Problem requirements>
Could you repeat the passage on AI scrutiny and bias word for word, between "She cites one" and "over the years.", inclusive?

Excerpt>
☆ ☆ ☆ ☆

Each new advance in AI provokes new scrutiny from governments and rising suspicions from consumers. Just recently, the US government warned companies that using the technology in recruiting may exacerbate discrimination. This was hardly the first time AI got a black eye, however. It had already been widely criticized for flawed programs in facial recognition (it demonstrated racial bias) and driverless cars (it ran into pylons). All of which leaves many company leaders struggling with a single question: Will the robots get smarter?
The stakes are enormous. For years, companies have been talking about the importance of digital transformation, but it took a pandemic (and its attendant lockdowns) to create an urgent need for it. By last year, almost four companies in ten were deploying AI, with global investment in it ballooning to more than $325 billion. But whether a firm wants smarter ways to improve supply chains or chatbots that can better understand customers, this ever-advancing technology will need to grow a lot more, experts say. At the root of every AI application is an algorithm that analyzes masses of data. “If the data is biased, then the AI is biased,” says Roshni Raveendhran, a professor at the University of Virginia Darden School of Business.
She cites one example: many AI models use ZIP code data to make credit decisions. These ZIP codes are associated with specific demographic profiles, such as income, wealth, and the likelihood of the borrower defaulting. But the credit profile of the average person in a ZIP code may not tell us much about a specific individual’s creditworthiness. Put simply, an AI credit model based on ZIP codes may be biased—it may automatically consider anyone living in certain areas to be a risky prospect. “You may be already red-flagged as a potential defaulter,” says Raveendhran.
Infamously, the artificial intelligence used in driverless cars has had trouble deciphering—or at least deciphering fast enough—whether an unknown object is another car, a bike, or a human, leading to serious accidents over the years.

☆ ☆ ☆ ☆

Dataset items>
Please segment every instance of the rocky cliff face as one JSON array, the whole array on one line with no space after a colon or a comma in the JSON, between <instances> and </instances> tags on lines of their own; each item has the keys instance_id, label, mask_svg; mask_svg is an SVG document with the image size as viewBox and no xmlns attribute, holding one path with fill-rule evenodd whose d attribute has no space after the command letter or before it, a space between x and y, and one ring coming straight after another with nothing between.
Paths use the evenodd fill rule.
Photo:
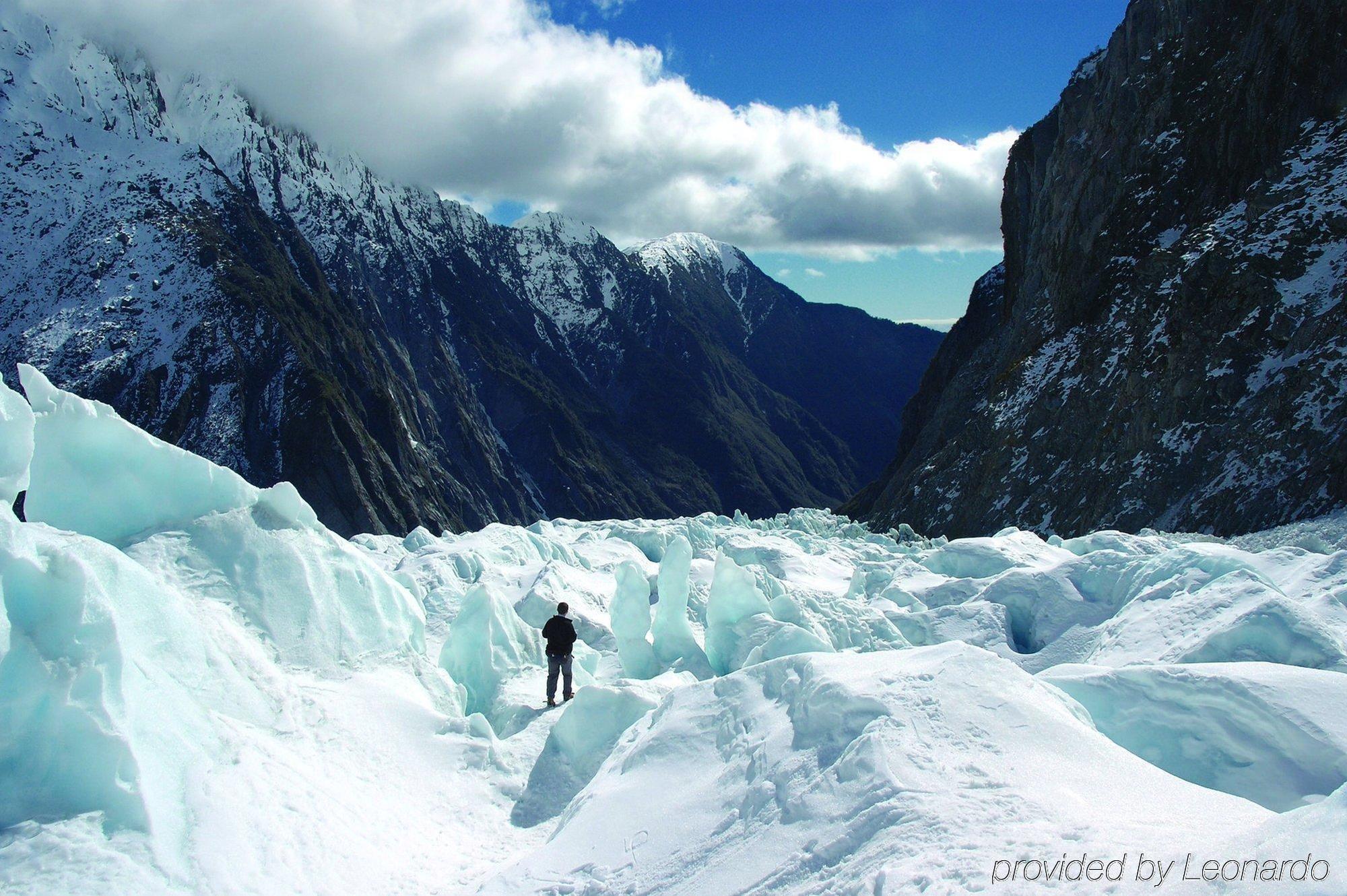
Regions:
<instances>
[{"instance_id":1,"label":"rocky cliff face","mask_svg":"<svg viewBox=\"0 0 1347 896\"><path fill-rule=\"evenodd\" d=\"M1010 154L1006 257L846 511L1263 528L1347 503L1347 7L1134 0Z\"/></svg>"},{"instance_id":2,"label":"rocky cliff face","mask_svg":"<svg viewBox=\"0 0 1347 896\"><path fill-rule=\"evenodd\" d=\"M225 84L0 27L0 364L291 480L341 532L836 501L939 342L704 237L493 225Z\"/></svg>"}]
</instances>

☆ ☆ ☆ ☆

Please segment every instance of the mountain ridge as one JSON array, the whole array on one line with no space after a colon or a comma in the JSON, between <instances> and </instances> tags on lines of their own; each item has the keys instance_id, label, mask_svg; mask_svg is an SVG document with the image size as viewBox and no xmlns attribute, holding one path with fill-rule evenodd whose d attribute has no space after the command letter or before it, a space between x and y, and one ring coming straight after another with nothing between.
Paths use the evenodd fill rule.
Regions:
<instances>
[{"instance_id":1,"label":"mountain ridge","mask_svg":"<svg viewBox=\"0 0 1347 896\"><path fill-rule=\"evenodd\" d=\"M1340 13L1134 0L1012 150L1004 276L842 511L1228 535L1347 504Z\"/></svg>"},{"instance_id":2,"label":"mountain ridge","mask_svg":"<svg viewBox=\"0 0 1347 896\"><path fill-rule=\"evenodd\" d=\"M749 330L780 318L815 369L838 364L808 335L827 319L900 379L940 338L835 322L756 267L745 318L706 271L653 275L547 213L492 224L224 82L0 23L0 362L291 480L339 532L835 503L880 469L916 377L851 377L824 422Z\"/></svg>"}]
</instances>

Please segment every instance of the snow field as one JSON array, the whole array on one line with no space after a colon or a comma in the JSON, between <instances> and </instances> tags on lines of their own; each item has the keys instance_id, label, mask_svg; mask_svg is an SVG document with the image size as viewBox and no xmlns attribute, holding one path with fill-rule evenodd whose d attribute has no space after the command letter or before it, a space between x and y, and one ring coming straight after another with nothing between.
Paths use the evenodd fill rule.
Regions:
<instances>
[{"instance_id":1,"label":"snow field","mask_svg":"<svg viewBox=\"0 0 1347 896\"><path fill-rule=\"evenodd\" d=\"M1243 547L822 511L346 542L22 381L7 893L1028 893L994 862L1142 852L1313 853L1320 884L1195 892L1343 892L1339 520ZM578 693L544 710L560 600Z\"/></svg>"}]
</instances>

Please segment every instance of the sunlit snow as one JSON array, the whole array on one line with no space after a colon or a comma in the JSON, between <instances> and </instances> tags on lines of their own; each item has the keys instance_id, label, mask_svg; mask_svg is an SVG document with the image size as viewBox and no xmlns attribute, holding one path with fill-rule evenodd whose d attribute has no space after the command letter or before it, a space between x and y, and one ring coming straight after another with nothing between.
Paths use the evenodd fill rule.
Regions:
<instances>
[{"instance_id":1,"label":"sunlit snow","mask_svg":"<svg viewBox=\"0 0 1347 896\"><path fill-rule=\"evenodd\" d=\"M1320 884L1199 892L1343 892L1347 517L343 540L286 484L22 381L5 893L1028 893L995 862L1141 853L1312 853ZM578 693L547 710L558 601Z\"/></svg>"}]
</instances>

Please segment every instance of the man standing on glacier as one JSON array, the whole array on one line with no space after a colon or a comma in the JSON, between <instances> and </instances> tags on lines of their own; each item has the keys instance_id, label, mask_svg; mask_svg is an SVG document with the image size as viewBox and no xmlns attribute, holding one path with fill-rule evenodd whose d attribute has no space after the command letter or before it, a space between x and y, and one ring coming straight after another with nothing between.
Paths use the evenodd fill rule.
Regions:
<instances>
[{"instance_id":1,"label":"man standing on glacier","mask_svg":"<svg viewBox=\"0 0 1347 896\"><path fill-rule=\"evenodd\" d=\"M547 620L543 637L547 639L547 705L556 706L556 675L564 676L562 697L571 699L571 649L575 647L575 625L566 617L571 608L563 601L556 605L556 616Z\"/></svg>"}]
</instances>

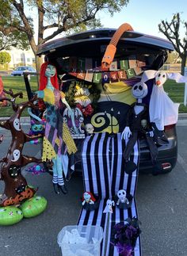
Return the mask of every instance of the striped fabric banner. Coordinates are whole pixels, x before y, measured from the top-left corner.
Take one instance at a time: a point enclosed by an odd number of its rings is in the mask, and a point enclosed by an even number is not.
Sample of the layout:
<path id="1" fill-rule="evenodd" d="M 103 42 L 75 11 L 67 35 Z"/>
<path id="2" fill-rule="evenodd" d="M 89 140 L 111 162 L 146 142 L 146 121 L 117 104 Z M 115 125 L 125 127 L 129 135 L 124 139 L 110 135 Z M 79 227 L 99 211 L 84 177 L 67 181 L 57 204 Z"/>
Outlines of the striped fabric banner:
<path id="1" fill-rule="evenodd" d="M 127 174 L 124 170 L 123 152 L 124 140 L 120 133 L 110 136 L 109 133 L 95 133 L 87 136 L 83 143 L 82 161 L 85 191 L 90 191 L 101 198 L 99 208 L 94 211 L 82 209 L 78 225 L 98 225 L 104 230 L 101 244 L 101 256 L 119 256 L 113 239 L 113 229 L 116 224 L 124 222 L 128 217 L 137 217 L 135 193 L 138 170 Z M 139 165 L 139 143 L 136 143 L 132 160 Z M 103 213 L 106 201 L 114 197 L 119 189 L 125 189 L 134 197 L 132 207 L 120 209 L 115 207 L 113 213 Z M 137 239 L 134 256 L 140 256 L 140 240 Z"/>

☆ ☆ ☆ ☆

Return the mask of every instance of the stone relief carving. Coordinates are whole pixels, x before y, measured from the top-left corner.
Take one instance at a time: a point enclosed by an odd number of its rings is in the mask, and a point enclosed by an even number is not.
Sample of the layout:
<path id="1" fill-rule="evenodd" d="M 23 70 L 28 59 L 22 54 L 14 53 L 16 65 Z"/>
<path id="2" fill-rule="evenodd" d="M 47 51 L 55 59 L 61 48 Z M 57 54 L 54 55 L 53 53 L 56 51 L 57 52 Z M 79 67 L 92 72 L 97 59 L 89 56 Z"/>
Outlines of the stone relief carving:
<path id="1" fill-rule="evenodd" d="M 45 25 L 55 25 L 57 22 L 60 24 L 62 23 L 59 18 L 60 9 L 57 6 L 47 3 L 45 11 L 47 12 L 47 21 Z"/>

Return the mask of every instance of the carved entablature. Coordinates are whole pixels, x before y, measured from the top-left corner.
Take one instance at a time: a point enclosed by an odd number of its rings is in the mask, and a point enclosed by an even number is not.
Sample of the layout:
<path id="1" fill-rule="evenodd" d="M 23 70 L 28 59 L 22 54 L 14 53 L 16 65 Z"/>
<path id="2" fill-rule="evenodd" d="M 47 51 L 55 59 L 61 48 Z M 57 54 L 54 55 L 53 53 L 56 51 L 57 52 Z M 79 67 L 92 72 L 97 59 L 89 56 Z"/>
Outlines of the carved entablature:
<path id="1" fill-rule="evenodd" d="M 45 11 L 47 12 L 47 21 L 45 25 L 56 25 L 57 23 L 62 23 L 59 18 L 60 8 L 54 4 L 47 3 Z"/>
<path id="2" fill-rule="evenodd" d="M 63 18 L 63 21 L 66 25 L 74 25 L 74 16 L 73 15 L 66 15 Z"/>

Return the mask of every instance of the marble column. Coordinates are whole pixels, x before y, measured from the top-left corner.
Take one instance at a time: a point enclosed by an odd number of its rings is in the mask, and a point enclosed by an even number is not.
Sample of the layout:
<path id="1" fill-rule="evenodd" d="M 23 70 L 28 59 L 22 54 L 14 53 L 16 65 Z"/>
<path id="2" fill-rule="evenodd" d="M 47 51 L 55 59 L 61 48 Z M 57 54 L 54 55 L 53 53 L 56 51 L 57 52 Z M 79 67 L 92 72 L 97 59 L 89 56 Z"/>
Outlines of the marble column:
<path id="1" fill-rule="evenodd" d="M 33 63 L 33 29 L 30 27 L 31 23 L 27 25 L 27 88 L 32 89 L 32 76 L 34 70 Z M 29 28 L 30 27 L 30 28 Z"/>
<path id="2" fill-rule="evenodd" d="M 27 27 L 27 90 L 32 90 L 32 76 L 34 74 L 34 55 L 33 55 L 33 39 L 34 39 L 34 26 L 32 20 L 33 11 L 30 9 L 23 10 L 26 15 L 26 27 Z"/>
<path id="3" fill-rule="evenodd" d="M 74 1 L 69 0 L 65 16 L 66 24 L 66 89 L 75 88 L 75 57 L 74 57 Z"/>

☆ ☆ ☆ ☆

Output for this exercise>
She cites one example: many AI models use ZIP code data to make credit decisions. These ZIP codes are associated with specific demographic profiles, such as income, wealth, and the likelihood of the borrower defaulting. But the credit profile of the average person in a ZIP code may not tell us much about a specific individual’s creditworthiness. Put simply, an AI credit model based on ZIP codes may be biased—it may automatically consider anyone living in certain areas to be a risky prospect. “You may be already red-flagged as a potential defaulter,” says Raveendhran.
Infamously, the artificial intelligence used in driverless cars has had trouble deciphering—or at least deciphering fast enough—whether an unknown object is another car, a bike, or a human, leading to serious accidents over the years.